Liste des activités —
1. Imprimez le passage de l'extrait sur le télétravail qui va de « Une étude parue » jusqu'à « pour leurs aînés. » inclus.
2. Répondez à ces questions sur l'extrait consacré au télétravail :
(a) Pour les jeunes de Suisse romande, quel critère passe avant le télétravail ou l'éthique en entreprise ?
(b) Quelle part des salariés souhaite un « travail hybride » ?
(c) Quel pourcentage de salariés pense être indifférent face à l'alternative « présentiel ou distanciel » ?

Extrait à lire —
'''
Une étude parue mi-octobre 2021 montre que, pour les jeunes de Suisse romande, le télétravail ou l’éthique en entreprise passent après le critère du salaire. J’épingle ce constat banal pour en tirer deux conclusions. La première est que, même si le salaire reste le premier critère, les directeurs de personnels et les chefs d’entreprises auraient tort de se désintéresser des conditions de travail, en particulier des relations de travail avec les confrères. Par exemple, la proportion de jeunes de moins de trente-cinq ans préférant revenir au bureau a bondi -entre l’avant et l’après Covid- de 38% à 64%, (alors qu’il n’est plus que de 42% pour les salariés âgés de trente-cinq à cinquante ans). Travailler «en présentiel» comme on dit maintenant, a plus de charmes pour les plus jeunes que pour leurs aînés.

Charmes dont il ne faudrait d’ailleurs pas abuser. Car, en Suisse comme dans la plupart des pays du monde, plus des quatre-cinquièmes des salariés souhaitent un «travail hybride», qui mélange une part en présentiel, une part en distanciel. Une étude récente formule une hypothèse: «Pourquoi l'hybride est-il si attrayant? Il réunit le meilleur des deux mondes. Ceux qui avaient un modèle de travail hybride pendant la crise de la Covid-19 avaient une meilleure santé mentale, des relations de travail plus solides et étaient plus susceptibles de se sentir Net Better Off en raison de leur travail pour leur organisation. Ils ont également connu moins d'épuisement professionnel que ceux qui travaillaient entièrement sur site ou entièrement à distance.» (Accenture Research, mars 2021). Reste que, à condition salariale équivalente, le dosage entre distanciel et présentiel reste d’autant plus difficile à mettre en place qu’il évolue en permanence selon le travail, l’expérience et l’idiosyncrasie de chaque salarié.

Toutes les directrices et tous les directeurs des personnels, les chefs d’équipe et les chefs de services, se posent évidemment la question de l’organisation qui fera le mieux éclore le potentiel de chaque salarié. L’idéologie ici n’est pas de mise. Seule une minorité des salariés (40%) pense être indifférents face à l’alternative «présentiel ou distanciel». Mais, il ne faudrait pas faire fond trop vite sur ce type de réponse. Car le véritable enjeu est toujours celui de la reconnaissance au travail, que cette reconnaissance passe par le salaire, l’environnement hiérarchique ou le regard –direct ou par écrans interposés– des collègues.
'''
(Données enregistrées)
'''
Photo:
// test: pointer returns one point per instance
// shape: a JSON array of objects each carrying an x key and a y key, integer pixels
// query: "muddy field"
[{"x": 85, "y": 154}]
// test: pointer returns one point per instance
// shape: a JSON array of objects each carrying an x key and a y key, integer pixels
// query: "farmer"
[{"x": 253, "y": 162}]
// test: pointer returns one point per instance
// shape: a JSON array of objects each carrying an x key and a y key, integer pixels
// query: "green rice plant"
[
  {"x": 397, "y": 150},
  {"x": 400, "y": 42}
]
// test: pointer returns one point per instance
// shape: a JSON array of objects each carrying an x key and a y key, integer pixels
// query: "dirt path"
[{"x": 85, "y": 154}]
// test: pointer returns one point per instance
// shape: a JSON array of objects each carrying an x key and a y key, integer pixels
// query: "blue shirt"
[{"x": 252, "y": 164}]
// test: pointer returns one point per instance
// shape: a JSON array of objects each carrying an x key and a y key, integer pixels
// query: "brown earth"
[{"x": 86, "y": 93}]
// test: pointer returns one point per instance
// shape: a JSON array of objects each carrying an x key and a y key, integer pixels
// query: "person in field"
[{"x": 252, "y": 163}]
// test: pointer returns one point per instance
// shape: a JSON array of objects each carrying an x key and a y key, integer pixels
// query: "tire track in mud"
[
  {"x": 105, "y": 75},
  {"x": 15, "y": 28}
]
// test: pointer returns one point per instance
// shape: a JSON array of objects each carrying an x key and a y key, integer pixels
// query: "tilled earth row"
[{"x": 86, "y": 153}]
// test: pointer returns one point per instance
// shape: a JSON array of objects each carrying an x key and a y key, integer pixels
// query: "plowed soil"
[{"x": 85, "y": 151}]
'''
'''
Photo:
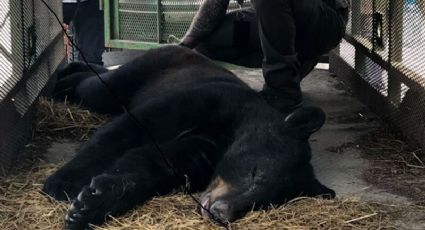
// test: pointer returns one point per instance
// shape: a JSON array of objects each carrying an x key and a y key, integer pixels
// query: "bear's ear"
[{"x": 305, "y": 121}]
'''
Corrigés —
1.
Une étude parue mi-octobre 2021 montre que, pour les jeunes de Suisse romande, le télétravail ou l’éthique en entreprise passent après le critère du salaire. J’épingle ce constat banal pour en tirer deux conclusions. La première est que, même si le salaire reste le premier critère, les directeurs de personnels et les chefs d’entreprises auraient tort de se désintéresser des conditions de travail, en particulier des relations de travail avec les confrères. Par exemple, la proportion de jeunes de moins de trente-cinq ans préférant revenir au bureau a bondi -entre l’avant et l’après Covid- de 38% à 64%, (alors qu’il n’est plus que de 42% pour les salariés âgés de trente-cinq à cinquante ans). Travailler «en présentiel» comme on dit maintenant, a plus de charmes pour les plus jeunes que pour leurs aînés.

2.
(a) Le salaire.
(b) Plus des quatre-cinquièmes.
(c) 40 %.